--- Start of Passage provided ---
Adorno had been “recruited” if you will by the West, to wage war through cultural Marxism on a global scale.  Meyer and Steinberg comment:

A promising future concert pianist in his youth, he had later studied in Vienna  under the atonal composer Arnold Schoenberg. In 1946, while in the United  States, working on the Frankfurt School’s “Cultural Pessimism” agenda, the former Soviet Comintern (Communist International) asset, now living on the largesse of the Rockefeller Foundations and other Anglo-American fondi, wrote an infamous book, The Philosophy of Modern Music, a barely intelligible diatribe against Classical culture.”

"I'm so purposefully inauthentic that my authenticity has affirmed my bad faith in my own poseur authenticity."

“I’m so purposefully inauthentic that my authenticity has affirmed my bad faith in my own poseur authenticity.”

The Rockefeller Foundation promoted modern art globally, utilizing western intelligence to spread the death that is abstract art. The London Independent states:

“The US government now faced a dilemma. This philistinism, combined with Joseph McCarthy’s hysterical denunciations of all that was avant-garde or unorthodox, was deeply embarrassing. It discredited the idea that America was a sophisticated, culturally rich democracy. It also prevented the US government from consolidating the shift in cultural supremacy from Paris to New York since the 1930s. To resolve this dilemma, the CIA was brought in.

The connection is not quite as odd as it might appear. At this time the new agency, staffed mainly by Yale and Harvard graduates, many of whom collected art and wrote novels in their spare time, was a haven of liberalism when compared with a political world dominated by McCarthy or with J Edgar Hoover’s FBI. If any official institution was in a position to celebrate the collection of Leninists, Trotskyites and heavy drinkers that made up the New York School, it was the CIA.”


To pursue its underground interest in America’s lefty avant-garde, the CIA had to be sure its patronage could not be discovered. “Matters of this sort could only have been done at two or three removes,” Mr Jameson explained, “so that there wouldn’t be any question of having to clear Jackson Pollock, for example, or do anything that would involve these people in the organisation. And it couldn’t have been any closer, because most of them were people who had very little respect for the government, in particular, and certainly none for the CIA. If you had to use people who considered themselves one way or another to be closer to Moscow than to Washington, well, so much the better perhaps.”

This was the “long leash”. The centrepiece of the CIA campaign became the Congress for Cultural Freedom, a vast jamboree of intellectuals, writers, historians, poets, and artists which was set up with CIA funds in 1950 and run by a CIA agent. It was the beach-head from which culture could be defended against the attacks of Moscow and its “fellow travellers” in the West. At its height, it had offices in 35 countries and published more than two dozen magazines, including Encounter.”
--- End of Passage provided ---
--- Start of Extracted information ---
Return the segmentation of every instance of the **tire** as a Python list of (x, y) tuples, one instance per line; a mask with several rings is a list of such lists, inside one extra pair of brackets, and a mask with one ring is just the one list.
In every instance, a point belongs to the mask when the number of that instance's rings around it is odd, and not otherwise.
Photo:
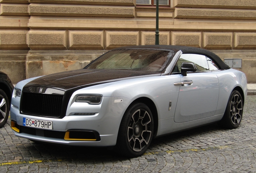
[(243, 117), (244, 103), (240, 93), (236, 90), (230, 95), (225, 113), (220, 125), (223, 127), (232, 129), (239, 126)]
[(129, 157), (142, 155), (150, 145), (154, 122), (150, 109), (144, 103), (136, 103), (126, 110), (122, 119), (116, 149)]
[(6, 123), (9, 117), (10, 104), (7, 95), (0, 89), (0, 128)]

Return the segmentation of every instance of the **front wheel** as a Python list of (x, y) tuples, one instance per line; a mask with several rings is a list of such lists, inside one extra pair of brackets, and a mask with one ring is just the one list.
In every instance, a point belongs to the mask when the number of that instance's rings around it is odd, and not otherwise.
[(145, 104), (130, 106), (122, 119), (116, 148), (120, 154), (130, 157), (141, 156), (150, 145), (153, 137), (153, 117)]
[(243, 117), (244, 104), (240, 93), (234, 90), (231, 93), (223, 118), (220, 121), (221, 125), (229, 129), (237, 127)]
[(10, 111), (9, 100), (4, 91), (0, 89), (0, 128), (6, 123)]

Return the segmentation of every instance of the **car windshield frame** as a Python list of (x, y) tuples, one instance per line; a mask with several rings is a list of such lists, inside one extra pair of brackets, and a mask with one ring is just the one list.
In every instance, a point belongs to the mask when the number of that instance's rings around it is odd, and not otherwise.
[(175, 53), (164, 49), (114, 49), (103, 54), (84, 68), (162, 72), (169, 64)]

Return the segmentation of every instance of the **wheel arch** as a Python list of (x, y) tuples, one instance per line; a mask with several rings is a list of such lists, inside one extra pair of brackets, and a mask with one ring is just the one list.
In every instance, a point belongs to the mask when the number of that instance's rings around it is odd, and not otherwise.
[(242, 97), (242, 99), (243, 99), (243, 106), (244, 106), (244, 105), (245, 98), (244, 98), (244, 92), (243, 91), (243, 89), (240, 86), (237, 86), (235, 87), (235, 88), (233, 89), (232, 91), (233, 92), (233, 91), (235, 91), (235, 90), (237, 91), (240, 93), (240, 94), (241, 95), (241, 96)]
[(8, 86), (7, 86), (4, 83), (0, 82), (0, 84), (0, 84), (0, 89), (3, 91), (7, 95), (7, 97), (8, 97), (8, 99), (9, 99), (9, 104), (10, 105), (12, 93), (10, 90), (10, 89), (8, 87)]
[(157, 130), (158, 129), (158, 114), (157, 113), (157, 109), (155, 103), (152, 100), (148, 97), (142, 97), (134, 100), (130, 105), (135, 102), (142, 103), (147, 105), (149, 109), (150, 109), (152, 113), (153, 121), (154, 121), (154, 133), (153, 137), (155, 137), (157, 133)]

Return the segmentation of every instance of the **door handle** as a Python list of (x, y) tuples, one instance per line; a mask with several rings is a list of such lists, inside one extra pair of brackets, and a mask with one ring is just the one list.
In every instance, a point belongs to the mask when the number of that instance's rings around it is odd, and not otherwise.
[(185, 86), (186, 85), (190, 85), (191, 84), (193, 83), (193, 81), (190, 80), (183, 80), (180, 82), (174, 82), (173, 84), (174, 85), (183, 85)]

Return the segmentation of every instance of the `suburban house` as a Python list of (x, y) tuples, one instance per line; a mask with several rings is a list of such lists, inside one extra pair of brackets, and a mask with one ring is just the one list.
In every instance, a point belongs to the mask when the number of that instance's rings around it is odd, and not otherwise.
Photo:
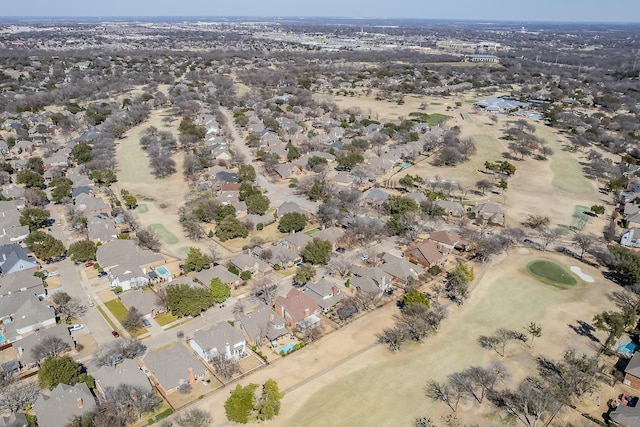
[(424, 273), (424, 269), (419, 265), (391, 254), (384, 254), (382, 260), (384, 263), (380, 269), (400, 283), (407, 283), (409, 279), (417, 280)]
[(116, 366), (101, 366), (97, 370), (91, 371), (91, 375), (96, 380), (98, 394), (103, 397), (107, 387), (116, 388), (120, 384), (129, 384), (147, 391), (153, 389), (149, 377), (132, 359), (124, 359)]
[(22, 366), (30, 368), (40, 362), (34, 356), (33, 349), (42, 341), (50, 339), (51, 337), (55, 337), (67, 345), (66, 350), (64, 351), (71, 350), (76, 347), (76, 343), (73, 340), (67, 325), (60, 324), (48, 329), (36, 331), (33, 334), (27, 335), (21, 340), (13, 343), (13, 347), (16, 349), (16, 353), (20, 358)]
[(40, 427), (65, 427), (71, 417), (96, 409), (96, 401), (85, 383), (58, 384), (51, 391), (42, 391), (33, 404)]
[(451, 253), (456, 246), (460, 246), (462, 237), (455, 231), (441, 230), (429, 234), (429, 240), (436, 242), (443, 253)]
[(256, 345), (260, 345), (265, 338), (273, 344), (289, 333), (282, 316), (262, 302), (253, 311), (240, 314), (238, 323), (240, 330)]
[(240, 271), (250, 271), (251, 274), (268, 273), (272, 271), (269, 264), (262, 261), (259, 258), (252, 257), (251, 255), (241, 253), (229, 260), (229, 264), (233, 265)]
[[(443, 252), (444, 251), (444, 252)], [(416, 262), (427, 268), (444, 265), (448, 250), (432, 241), (425, 240), (417, 246), (410, 246), (405, 251), (405, 257), (410, 262)]]
[(20, 270), (0, 277), (0, 297), (9, 296), (16, 292), (28, 292), (44, 298), (47, 291), (42, 279), (33, 275), (33, 270)]
[(112, 288), (121, 287), (123, 291), (137, 289), (149, 284), (149, 277), (134, 265), (118, 265), (109, 270), (109, 282)]
[(286, 297), (275, 301), (275, 312), (282, 316), (291, 327), (306, 329), (320, 322), (320, 306), (304, 292), (291, 289)]
[(622, 246), (640, 248), (640, 228), (632, 228), (630, 230), (627, 230), (620, 238), (620, 244)]
[(189, 345), (206, 362), (222, 355), (236, 360), (248, 356), (247, 341), (228, 322), (220, 322), (205, 331), (195, 331)]
[[(20, 294), (22, 293), (20, 292)], [(5, 298), (11, 300), (9, 297), (3, 297), (2, 300)], [(27, 298), (17, 304), (14, 309), (10, 316), (10, 323), (7, 323), (5, 313), (0, 312), (0, 316), (5, 317), (5, 338), (7, 340), (20, 339), (29, 332), (56, 324), (55, 309), (40, 301), (35, 295), (27, 295)]]
[(162, 255), (142, 249), (132, 240), (114, 240), (98, 246), (96, 260), (107, 271), (127, 265), (140, 267), (145, 272), (165, 263)]
[(17, 243), (0, 246), (0, 270), (3, 274), (20, 270), (40, 268), (38, 261), (29, 255), (29, 251)]
[(311, 236), (300, 232), (300, 233), (293, 233), (286, 237), (283, 237), (282, 243), (289, 250), (295, 252), (296, 254), (300, 254), (300, 252), (302, 252), (304, 247), (307, 246), (307, 243), (309, 243), (312, 240), (313, 239), (311, 238)]
[(502, 212), (502, 206), (497, 203), (487, 202), (480, 203), (471, 209), (476, 218), (486, 221), (489, 224), (504, 224), (504, 213)]
[(274, 268), (276, 266), (287, 268), (294, 261), (300, 259), (295, 252), (282, 245), (256, 246), (253, 248), (253, 253), (261, 259), (267, 258), (266, 261)]
[(220, 279), (222, 283), (226, 283), (230, 288), (235, 288), (240, 285), (240, 277), (231, 273), (222, 265), (216, 265), (212, 268), (200, 270), (194, 277), (205, 286), (208, 286), (214, 278)]
[(320, 306), (323, 313), (327, 313), (344, 298), (338, 286), (324, 278), (315, 283), (307, 283), (303, 292)]
[(207, 368), (181, 343), (150, 350), (142, 359), (151, 384), (164, 394), (171, 394), (183, 384), (203, 379)]
[(392, 276), (380, 267), (353, 266), (351, 273), (351, 286), (356, 289), (375, 296), (391, 290)]

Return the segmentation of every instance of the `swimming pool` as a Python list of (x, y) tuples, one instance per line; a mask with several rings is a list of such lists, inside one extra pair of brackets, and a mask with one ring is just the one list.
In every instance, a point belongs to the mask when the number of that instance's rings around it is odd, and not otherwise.
[(618, 351), (627, 356), (632, 356), (637, 348), (638, 344), (633, 341), (620, 341), (620, 344), (618, 344)]
[(288, 354), (291, 353), (294, 349), (294, 347), (296, 346), (296, 344), (298, 344), (297, 342), (290, 342), (287, 345), (283, 345), (282, 347), (278, 347), (278, 354)]

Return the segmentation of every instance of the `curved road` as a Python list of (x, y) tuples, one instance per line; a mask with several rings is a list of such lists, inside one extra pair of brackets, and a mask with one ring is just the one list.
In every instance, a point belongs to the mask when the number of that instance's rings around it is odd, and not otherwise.
[(279, 206), (282, 202), (286, 201), (296, 202), (302, 208), (315, 214), (318, 210), (317, 203), (293, 194), (291, 188), (289, 188), (289, 184), (271, 182), (265, 177), (264, 169), (255, 160), (251, 149), (247, 147), (244, 138), (238, 132), (238, 128), (235, 126), (235, 122), (233, 121), (233, 115), (226, 108), (220, 107), (220, 111), (224, 114), (227, 119), (227, 123), (229, 124), (228, 127), (231, 130), (231, 146), (233, 147), (233, 150), (244, 155), (246, 159), (251, 159), (251, 163), (256, 169), (256, 183), (267, 190), (269, 199), (271, 200), (271, 205)]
--- End of Extracted information ---
> _The tasks_
1. Pull from the passage on Adorno and modern art the portion running from "The Rockefeller Foundation promoted" up to and including "was brought in.".
2. Rewrite the records from their start up to and including the line with "89), (0, 128)]", changing "tire" to "wheel" and keeping everything else the same. Omit the pictures.
The passage and the records have nothing to do with each other.

> _Responses to the tasks_
1.
The Rockefeller Foundation promoted modern art globally, utilizing western intelligence to spread the death that is abstract art. The London Independent states:

“The US government now faced a dilemma. This philistinism, combined with Joseph McCarthy’s hysterical denunciations of all that was avant-garde or unorthodox, was deeply embarrassing. It discredited the idea that America was a sophisticated, culturally rich democracy. It also prevented the US government from consolidating the shift in cultural supremacy from Paris to New York since the 1930s. To resolve this dilemma, the CIA was brought in.

2.
Return the segmentation of every instance of the **wheel** as a Python list of (x, y) tuples, one instance per line; a mask with several rings is a list of such lists, inside one extra pair of brackets, and a mask with one ring is just the one list.
In every instance, a point belongs to the mask when the number of that instance's rings around it is odd, and not otherwise.
Photo:
[(243, 117), (244, 103), (240, 93), (236, 90), (230, 95), (225, 113), (220, 125), (223, 127), (232, 129), (239, 126)]
[(129, 157), (142, 155), (150, 145), (154, 122), (150, 109), (144, 103), (136, 103), (126, 110), (122, 119), (116, 149)]
[(6, 123), (9, 117), (10, 104), (7, 95), (0, 89), (0, 128)]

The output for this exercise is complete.